Your objective:
Before answering, work out how many lines below contain the string "give"; the reply is that number alone.

*** Data shown

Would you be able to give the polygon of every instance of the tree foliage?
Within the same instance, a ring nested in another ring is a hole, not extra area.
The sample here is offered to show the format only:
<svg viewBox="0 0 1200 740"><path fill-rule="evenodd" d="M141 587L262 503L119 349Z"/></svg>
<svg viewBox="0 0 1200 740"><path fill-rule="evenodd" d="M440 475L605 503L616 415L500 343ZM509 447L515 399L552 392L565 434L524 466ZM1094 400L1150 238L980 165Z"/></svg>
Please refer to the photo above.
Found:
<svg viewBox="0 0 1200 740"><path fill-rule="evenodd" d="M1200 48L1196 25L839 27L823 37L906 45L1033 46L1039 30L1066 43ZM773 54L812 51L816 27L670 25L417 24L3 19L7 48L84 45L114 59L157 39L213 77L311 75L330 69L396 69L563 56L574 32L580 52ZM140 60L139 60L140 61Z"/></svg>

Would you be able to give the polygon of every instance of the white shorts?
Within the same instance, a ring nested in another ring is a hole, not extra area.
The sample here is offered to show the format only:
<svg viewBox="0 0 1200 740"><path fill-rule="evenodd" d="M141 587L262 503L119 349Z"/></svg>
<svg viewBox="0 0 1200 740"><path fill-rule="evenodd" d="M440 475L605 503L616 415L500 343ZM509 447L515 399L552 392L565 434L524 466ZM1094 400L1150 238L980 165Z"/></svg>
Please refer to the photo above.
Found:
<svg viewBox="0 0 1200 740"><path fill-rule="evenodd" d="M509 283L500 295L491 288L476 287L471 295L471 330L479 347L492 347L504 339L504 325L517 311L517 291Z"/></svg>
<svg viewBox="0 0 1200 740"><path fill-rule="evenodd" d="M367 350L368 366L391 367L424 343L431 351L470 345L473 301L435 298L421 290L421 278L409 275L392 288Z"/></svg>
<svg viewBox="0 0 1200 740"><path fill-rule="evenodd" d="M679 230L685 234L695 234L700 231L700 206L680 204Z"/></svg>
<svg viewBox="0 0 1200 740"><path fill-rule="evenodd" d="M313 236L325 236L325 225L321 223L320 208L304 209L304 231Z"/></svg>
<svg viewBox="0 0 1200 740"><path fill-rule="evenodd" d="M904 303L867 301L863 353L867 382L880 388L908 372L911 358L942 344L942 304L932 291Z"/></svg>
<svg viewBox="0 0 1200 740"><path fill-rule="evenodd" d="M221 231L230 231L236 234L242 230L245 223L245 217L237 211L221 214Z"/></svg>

******

Exercise result:
2